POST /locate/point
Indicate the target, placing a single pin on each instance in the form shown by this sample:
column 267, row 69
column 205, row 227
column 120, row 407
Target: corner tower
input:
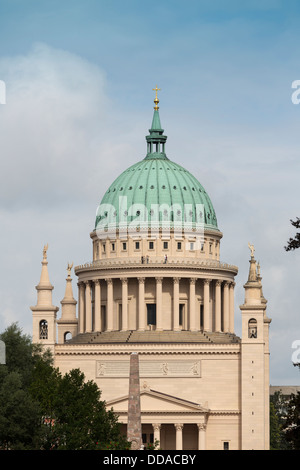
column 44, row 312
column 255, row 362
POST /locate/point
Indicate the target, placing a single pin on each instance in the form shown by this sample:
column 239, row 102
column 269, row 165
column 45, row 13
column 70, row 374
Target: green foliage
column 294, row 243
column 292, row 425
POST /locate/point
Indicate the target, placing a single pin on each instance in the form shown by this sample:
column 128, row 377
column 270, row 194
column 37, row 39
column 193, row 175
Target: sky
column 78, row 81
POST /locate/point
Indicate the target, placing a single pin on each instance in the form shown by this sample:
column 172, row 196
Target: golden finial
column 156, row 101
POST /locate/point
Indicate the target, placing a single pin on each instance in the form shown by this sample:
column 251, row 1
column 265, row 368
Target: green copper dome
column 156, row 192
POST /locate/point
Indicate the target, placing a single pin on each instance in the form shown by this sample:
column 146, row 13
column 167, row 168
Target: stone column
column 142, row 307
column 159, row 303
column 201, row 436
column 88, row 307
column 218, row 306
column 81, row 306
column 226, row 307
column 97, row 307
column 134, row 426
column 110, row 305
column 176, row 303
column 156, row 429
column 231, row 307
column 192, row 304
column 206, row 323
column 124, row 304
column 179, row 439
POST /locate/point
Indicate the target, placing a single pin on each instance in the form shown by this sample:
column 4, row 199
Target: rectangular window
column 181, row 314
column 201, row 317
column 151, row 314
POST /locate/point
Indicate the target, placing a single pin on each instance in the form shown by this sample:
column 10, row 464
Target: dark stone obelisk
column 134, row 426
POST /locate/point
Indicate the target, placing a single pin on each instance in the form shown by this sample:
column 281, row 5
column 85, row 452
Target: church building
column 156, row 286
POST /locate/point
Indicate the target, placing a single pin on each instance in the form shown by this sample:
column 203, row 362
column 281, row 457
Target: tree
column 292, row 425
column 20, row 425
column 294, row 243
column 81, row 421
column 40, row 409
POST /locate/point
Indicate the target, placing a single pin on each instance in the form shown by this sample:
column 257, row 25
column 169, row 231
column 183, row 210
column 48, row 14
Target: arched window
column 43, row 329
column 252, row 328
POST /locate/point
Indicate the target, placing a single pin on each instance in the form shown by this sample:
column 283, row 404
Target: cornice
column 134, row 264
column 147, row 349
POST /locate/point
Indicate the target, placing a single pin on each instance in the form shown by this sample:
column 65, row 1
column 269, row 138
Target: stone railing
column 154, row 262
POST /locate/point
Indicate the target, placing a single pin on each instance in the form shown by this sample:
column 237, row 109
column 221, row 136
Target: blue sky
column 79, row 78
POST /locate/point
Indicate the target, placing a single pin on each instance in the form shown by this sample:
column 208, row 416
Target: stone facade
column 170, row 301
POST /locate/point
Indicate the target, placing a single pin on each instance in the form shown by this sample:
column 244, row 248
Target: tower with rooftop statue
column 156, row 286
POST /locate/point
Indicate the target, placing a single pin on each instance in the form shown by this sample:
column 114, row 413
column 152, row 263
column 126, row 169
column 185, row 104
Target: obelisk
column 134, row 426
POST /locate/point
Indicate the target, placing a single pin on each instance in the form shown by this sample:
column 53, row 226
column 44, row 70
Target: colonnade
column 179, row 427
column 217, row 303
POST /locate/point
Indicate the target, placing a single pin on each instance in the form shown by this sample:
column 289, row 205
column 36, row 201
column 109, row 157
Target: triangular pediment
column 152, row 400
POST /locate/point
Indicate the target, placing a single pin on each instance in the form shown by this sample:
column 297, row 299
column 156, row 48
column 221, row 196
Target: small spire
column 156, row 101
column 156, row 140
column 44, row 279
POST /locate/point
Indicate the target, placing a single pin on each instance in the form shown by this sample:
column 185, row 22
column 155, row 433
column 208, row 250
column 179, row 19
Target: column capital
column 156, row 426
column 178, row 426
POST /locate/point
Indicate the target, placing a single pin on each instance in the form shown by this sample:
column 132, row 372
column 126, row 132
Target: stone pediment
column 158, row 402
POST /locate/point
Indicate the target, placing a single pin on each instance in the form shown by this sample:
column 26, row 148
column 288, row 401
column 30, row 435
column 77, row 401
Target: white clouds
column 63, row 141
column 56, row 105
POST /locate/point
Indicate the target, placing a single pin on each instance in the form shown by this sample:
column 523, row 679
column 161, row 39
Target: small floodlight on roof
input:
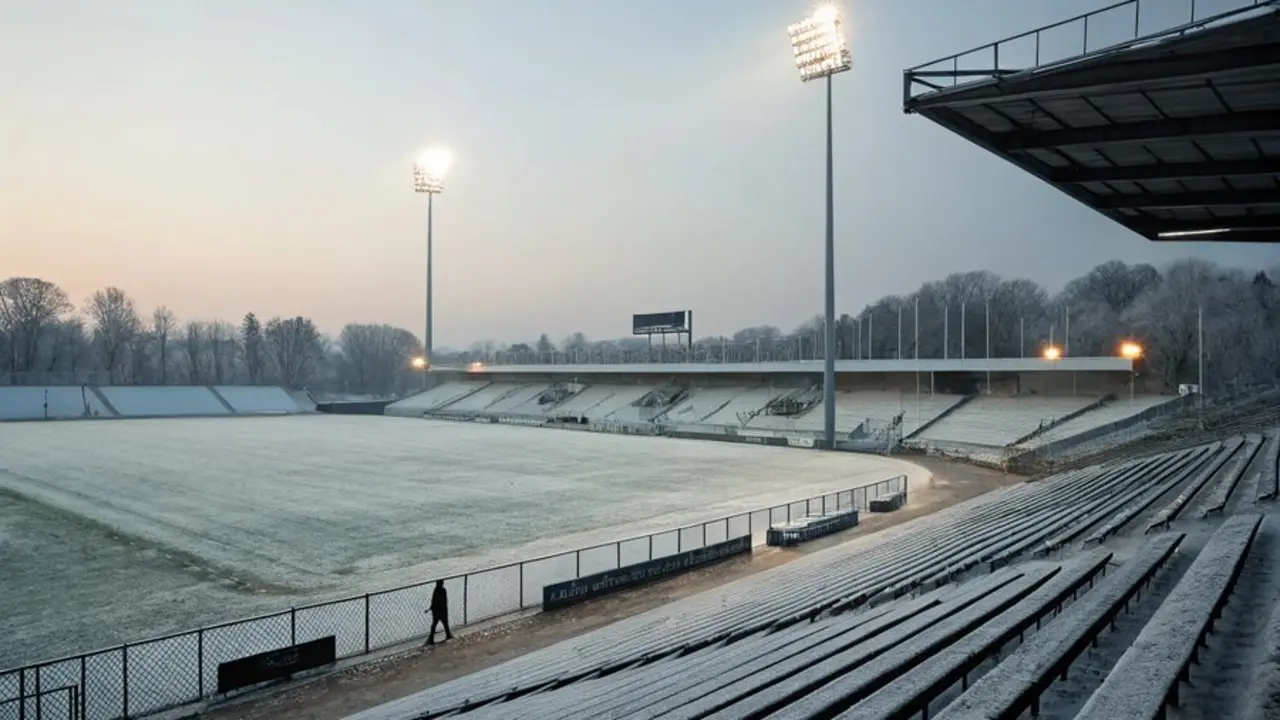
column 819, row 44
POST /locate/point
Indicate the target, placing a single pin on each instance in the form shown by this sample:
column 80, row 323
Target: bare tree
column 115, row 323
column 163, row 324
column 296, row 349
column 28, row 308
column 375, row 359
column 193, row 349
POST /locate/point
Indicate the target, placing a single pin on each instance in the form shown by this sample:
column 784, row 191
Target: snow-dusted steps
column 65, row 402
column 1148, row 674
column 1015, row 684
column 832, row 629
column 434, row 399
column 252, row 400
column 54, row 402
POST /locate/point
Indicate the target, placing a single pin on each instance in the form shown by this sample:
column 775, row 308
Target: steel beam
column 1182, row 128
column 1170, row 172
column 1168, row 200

========

▸ SET EXERCISE: The records above need to be restated word for word, with the pictures left out.

▸ RESULT:
POST /locate/point
Indicate the target, placing a single pin on each instance in the form shown by this sample:
column 267, row 69
column 205, row 227
column 120, row 407
Target: corner tower
input:
column 44, row 312
column 255, row 362
POST /locate/point
Indicate the target, placing a single pin on each instance in the form shown by this sample:
column 239, row 102
column 269, row 165
column 45, row 13
column 70, row 374
Target: green foliage
column 294, row 243
column 292, row 425
POST /locate/point
Indicate the target, placing a single pin on each instance in the form shown by this sample:
column 128, row 377
column 270, row 194
column 37, row 39
column 193, row 175
Target: sky
column 78, row 81
POST /locate/point
Indicate the target, placing a single pin on each instance in the form shown by this sample:
column 172, row 196
Target: golden finial
column 156, row 101
POST /locate/point
Indicate the target, placing a single pin on each instance in the form shown by this sample:
column 251, row 1
column 265, row 368
Target: green copper dome
column 156, row 192
POST /locate/point
Indicate the target, placing a single pin on each instance in the form shown by this sample:
column 146, row 13
column 167, row 168
Target: stone column
column 142, row 307
column 159, row 303
column 201, row 436
column 88, row 307
column 218, row 306
column 81, row 306
column 226, row 307
column 97, row 307
column 134, row 426
column 110, row 305
column 176, row 303
column 156, row 429
column 231, row 307
column 192, row 304
column 206, row 323
column 124, row 304
column 179, row 439
POST /locate/point
Indicate the target, placing a single pin on each instance in the form shown by this sample:
column 4, row 199
Target: rectangular window
column 181, row 314
column 201, row 317
column 151, row 314
POST /locate/point
Indicate the target, placing a single pin on each instance in the form shown by this sample:
column 10, row 464
Target: dark stone obelisk
column 134, row 426
POST /locate/point
Indicate the target, placing a single pin on each instance in the form shown by this sample:
column 281, row 5
column 85, row 452
Target: church building
column 156, row 286
POST /locate/point
Indicate the target, placing a single pin on each instance in the form shown by this sample:
column 203, row 362
column 281, row 457
Target: tree
column 292, row 425
column 20, row 425
column 294, row 243
column 81, row 421
column 40, row 409
POST /locate/point
Indicate the target, placing a single pin on each instance in the form shown by this sample:
column 257, row 25
column 169, row 231
column 183, row 210
column 48, row 14
Target: arched window
column 43, row 329
column 252, row 328
POST /locate/point
Indicate the target, placing a single pin on each instance in the form shown by this sample:
column 283, row 404
Target: cornice
column 134, row 264
column 147, row 349
POST /locate/point
Indicate the target, placing a single pin on each instance in the form shown by this sample:
column 65, row 1
column 269, row 138
Target: stone railing
column 154, row 262
POST /locate/point
Indicate the target, placing a single pin on each instance in the form shown by this sample:
column 237, row 109
column 221, row 136
Target: blue sky
column 79, row 78
POST /locate/point
Indicate the target, placing a single pin on each instance in the form shown by this sample:
column 208, row 416
Target: stone facade
column 170, row 301
POST /locate/point
Indicate the target, placing a single pin on each instance in the form shown by this sample:
column 244, row 248
Target: tower with rooftop statue
column 156, row 286
POST /locate/point
Indicate the target, placing a single pin on each instance in the form shown by this sample:
column 114, row 413
column 152, row 263
column 126, row 169
column 185, row 104
Target: obelisk
column 134, row 426
POST /locate/point
Indicate the target, placing a single pin on each instance in the form shown by this sample:
column 53, row 226
column 44, row 70
Target: colonnade
column 179, row 427
column 217, row 303
POST /locate/point
Indicate the target, placing a single pin on each instance in the form shown by this sample:
column 289, row 205
column 36, row 201
column 109, row 157
Target: triangular pediment
column 152, row 400
POST /locate/point
Indicate the target, placing a single pin on each instance in the form shown by this sample:
column 297, row 299
column 156, row 48
column 221, row 196
Target: small spire
column 156, row 101
column 156, row 140
column 44, row 279
POST /locate/point
Indicate the target, placing a single pin on each instance in the form shown by this sample:
column 185, row 22
column 155, row 433
column 208, row 250
column 179, row 19
Target: column capital
column 156, row 426
column 178, row 426
POST /locate/point
Indicate the target, placing a single pin on each instance in the form shown by this sample:
column 132, row 372
column 126, row 132
Target: stone pediment
column 158, row 402
POST /locate/point
Indicate the target, placing a single pin on each instance in the form shown by this sample:
column 26, row 148
column 288, row 401
column 30, row 435
column 77, row 401
Target: white clouds
column 63, row 141
column 56, row 105
POST /locate/point
Indicate the target, placing a single pin on each instance in the form shown by this sample:
column 523, row 679
column 161, row 39
Target: small floodlight on roof
input:
column 819, row 44
POST /locate/point
Indicate the target, placing a single pin on each instance in the form shown by this sample:
column 80, row 323
Target: bare tree
column 115, row 323
column 163, row 324
column 296, row 349
column 28, row 308
column 375, row 359
column 193, row 349
POST /locate/point
Indicate the target, placing a single pin on each instance in the form shown by this sample:
column 784, row 191
Target: snow-dusted steps
column 65, row 402
column 1148, row 674
column 1015, row 684
column 832, row 629
column 434, row 399
column 252, row 400
column 54, row 402
POST /locate/point
Indicate the target, placing a single pin on each instance in the form shown by this sample:
column 775, row 308
Target: steel beam
column 1182, row 128
column 1170, row 172
column 1168, row 200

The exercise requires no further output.